▶ Directions:
Swap every "Locations" in the lines below for "Spots" and give all the lines again, with nothing else changed.

▶ Input records:
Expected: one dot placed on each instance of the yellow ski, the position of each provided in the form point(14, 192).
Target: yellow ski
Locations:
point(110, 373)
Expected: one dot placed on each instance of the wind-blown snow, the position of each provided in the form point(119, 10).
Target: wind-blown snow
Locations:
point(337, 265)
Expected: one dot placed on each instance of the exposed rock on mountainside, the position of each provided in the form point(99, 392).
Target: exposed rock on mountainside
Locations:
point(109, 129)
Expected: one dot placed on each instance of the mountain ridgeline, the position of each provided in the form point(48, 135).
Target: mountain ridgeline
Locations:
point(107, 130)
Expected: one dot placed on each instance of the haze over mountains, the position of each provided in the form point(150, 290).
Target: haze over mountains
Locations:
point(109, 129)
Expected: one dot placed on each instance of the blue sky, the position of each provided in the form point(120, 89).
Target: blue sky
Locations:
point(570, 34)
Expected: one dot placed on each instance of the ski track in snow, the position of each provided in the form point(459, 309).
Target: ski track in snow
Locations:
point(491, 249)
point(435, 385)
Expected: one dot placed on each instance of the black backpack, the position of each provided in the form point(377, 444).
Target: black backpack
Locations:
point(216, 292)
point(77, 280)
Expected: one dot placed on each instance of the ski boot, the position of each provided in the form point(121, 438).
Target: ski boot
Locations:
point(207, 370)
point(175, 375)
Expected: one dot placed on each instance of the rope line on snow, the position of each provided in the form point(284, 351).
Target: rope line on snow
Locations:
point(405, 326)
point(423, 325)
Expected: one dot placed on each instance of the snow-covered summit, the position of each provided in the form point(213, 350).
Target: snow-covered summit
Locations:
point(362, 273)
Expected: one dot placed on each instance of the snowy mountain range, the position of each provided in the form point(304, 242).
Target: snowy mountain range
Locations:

▶ Task output:
Expected: one dot placed on each instance of the yellow ski, the position of each provided in the form point(14, 192).
Target: yellow ski
Spots:
point(110, 373)
Expected: one dot placed on each instance of the wind-blown snow, the position of each provided in the form point(119, 10).
Target: wind-blown snow
Spots:
point(337, 265)
Expected: one dot placed on each instance of the exposed rock on mountainside, the position of each provided in the form point(99, 392).
Target: exposed rock on mountainside
Spots:
point(109, 129)
Expected: one dot placed on each instance of the mountain ridgeline, the position of each provided in the form point(48, 135).
Target: mountain ridgeline
Spots:
point(107, 130)
Expected: one dot placed on each instance of the haze over mountains, the position of each provided in the form point(150, 290).
Target: haze over mountains
Spots:
point(109, 129)
Expected: one dot placed on each instance of the blue sky, the position of each provided in the form point(120, 89).
Target: blue sky
Spots:
point(570, 34)
Expected: one dot placed on each instance of the ski track in snow, the position of each provided in the form point(459, 309).
Target: ski track in snow
Spots:
point(491, 249)
point(435, 385)
Expected: one dot placed on each instance of the black backpack, the position of each provided in the form point(377, 444).
Target: black backpack
Spots:
point(216, 292)
point(77, 280)
Expected: one dot placed on each instance of the ski boot, the position of each provided in the form point(121, 438).
Target: ski boot
Spots:
point(207, 370)
point(175, 375)
Expected: one dot placed on each instance of the rope line on snow, the position of each provided in the form point(284, 351).
Target: rope line on snow
Spots:
point(405, 326)
point(423, 325)
Expected: one dot placed on each instance of the snow-covered summit, the position of each provided in the form point(213, 350).
Target: snow-covered summit
Spots:
point(362, 273)
Expected: one dot placed on each instance of the snowy mountain range, the position of each provided in the form point(304, 242).
Target: snowy mountain range
Spots:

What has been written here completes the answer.